Plants to Prune in the Winter

Plants to Prune in the Winter

Why Prune Plants in the Winter?

Increase blooming, stimulate fruit production and enhance the form of your landscape trees, shrubs and grasses with winter pruning. This is a perfect time to begin your landscape cleanup in preparation for a beautiful spring.  Winter pruning ensures that the plants put their energy into growing the way you need them to, as soon as they wake up in spring.

Fruit and Nut Trees

Plants to Prune in the Winter

Fruit and nut trees benefit from winter pruning that opens the canopy to allow better light penetration. When more sunlight penetrates to the interior of the canopy, it gives those interior branches the energy to flower and set fruit more densely. Winter pruning is also important for improving and strengthening branch structure, especially in younger or “reclaimed” trees. It’s also time to remove weak or unproductive branches.
== == ==
• _Set task 1_:
List the kinds of landscape plants that the winter pruning guide's first paragraph says winter pruning can improve.
• _Set task 2_:
Pick up the winter pruning guide after its last sentence and continue it.
The rows that come next have no connection to the winter pruning guide.

(Pointing rows)
== == ==
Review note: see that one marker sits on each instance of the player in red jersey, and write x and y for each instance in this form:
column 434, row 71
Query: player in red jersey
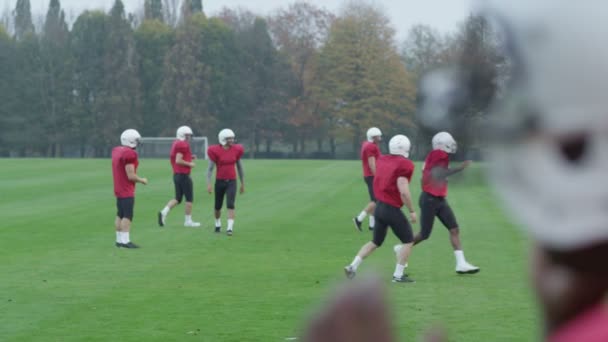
column 370, row 152
column 433, row 202
column 226, row 156
column 182, row 162
column 391, row 188
column 124, row 173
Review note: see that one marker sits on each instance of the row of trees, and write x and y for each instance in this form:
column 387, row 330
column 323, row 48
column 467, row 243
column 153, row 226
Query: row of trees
column 302, row 78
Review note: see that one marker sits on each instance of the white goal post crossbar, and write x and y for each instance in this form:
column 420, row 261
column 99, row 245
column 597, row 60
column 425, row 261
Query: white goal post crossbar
column 160, row 147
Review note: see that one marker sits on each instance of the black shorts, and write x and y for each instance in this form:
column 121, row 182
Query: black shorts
column 183, row 187
column 124, row 207
column 431, row 207
column 389, row 216
column 225, row 187
column 369, row 180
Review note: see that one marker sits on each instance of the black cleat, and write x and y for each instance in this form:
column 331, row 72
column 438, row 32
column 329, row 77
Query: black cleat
column 160, row 219
column 404, row 279
column 129, row 245
column 357, row 224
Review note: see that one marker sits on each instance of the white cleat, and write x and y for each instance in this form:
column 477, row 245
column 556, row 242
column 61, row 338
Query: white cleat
column 466, row 268
column 350, row 272
column 397, row 249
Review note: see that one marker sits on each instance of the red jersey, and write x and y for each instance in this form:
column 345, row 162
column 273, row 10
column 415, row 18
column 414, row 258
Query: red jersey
column 121, row 157
column 225, row 159
column 183, row 147
column 435, row 187
column 590, row 326
column 368, row 149
column 388, row 169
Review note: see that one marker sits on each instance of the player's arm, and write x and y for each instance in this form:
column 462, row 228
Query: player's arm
column 241, row 172
column 132, row 176
column 441, row 173
column 406, row 196
column 179, row 160
column 371, row 161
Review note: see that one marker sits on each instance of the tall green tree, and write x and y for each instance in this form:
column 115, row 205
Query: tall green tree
column 10, row 119
column 185, row 89
column 120, row 101
column 23, row 19
column 57, row 82
column 364, row 83
column 89, row 48
column 153, row 10
column 154, row 40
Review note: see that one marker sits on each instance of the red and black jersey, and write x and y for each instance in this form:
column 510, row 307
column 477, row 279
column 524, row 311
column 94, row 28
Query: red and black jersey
column 121, row 157
column 388, row 169
column 435, row 186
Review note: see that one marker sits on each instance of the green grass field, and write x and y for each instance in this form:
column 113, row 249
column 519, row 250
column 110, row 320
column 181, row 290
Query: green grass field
column 62, row 279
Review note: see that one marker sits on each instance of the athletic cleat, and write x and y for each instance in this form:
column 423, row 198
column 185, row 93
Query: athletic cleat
column 129, row 245
column 350, row 272
column 404, row 279
column 161, row 219
column 466, row 268
column 357, row 224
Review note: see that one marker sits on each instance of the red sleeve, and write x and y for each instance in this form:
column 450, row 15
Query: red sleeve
column 211, row 153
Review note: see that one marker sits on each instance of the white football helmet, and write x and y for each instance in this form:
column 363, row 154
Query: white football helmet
column 373, row 132
column 445, row 142
column 399, row 145
column 550, row 152
column 130, row 138
column 182, row 132
column 225, row 134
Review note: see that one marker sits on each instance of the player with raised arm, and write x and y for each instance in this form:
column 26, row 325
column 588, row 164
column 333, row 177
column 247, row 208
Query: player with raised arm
column 391, row 189
column 225, row 156
column 369, row 155
column 433, row 202
column 124, row 174
column 182, row 162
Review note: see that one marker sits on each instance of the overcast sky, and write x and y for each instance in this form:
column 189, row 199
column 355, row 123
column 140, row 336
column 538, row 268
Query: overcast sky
column 441, row 14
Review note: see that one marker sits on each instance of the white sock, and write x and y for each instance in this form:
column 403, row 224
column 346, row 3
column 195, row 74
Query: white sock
column 399, row 271
column 459, row 257
column 356, row 262
column 361, row 216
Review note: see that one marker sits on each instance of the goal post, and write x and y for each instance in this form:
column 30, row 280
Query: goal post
column 160, row 147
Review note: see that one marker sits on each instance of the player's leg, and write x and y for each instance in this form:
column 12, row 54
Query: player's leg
column 403, row 230
column 188, row 190
column 230, row 200
column 447, row 217
column 428, row 210
column 367, row 249
column 127, row 205
column 369, row 208
column 162, row 215
column 220, row 192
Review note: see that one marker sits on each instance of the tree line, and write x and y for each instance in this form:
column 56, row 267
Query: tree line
column 302, row 80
== == ==
• _Answer 1_:
Trees, shrubs and grasses

• _Answer 2_:
  • apples
  • peaches
  • pears
  • plums
  • pecans
  • almonds
  • walnuts should be pruned in late summer due to excessive sap flow from winter pruning.

Ornamental Grasses

Plants to Prune in the Winter

Perennial ornamental grasses, both evergreen and “deciduous,” should be pruned in late winter to remove “tired” foliage and allow the new year’s growth to fill in fully. If you enjoy the structure of the brown foliage and seed heads on maiden grasses through winter, that’s fine. Just be sure to remove that stuff before new growth begins in spring. Evergreen grasses like liriope can be refreshed by mowing them at the end of winter. The new foliage will look fresh and fantastic in no time. Established bamboos may benefit from thinning and dead stems should definitely be removed.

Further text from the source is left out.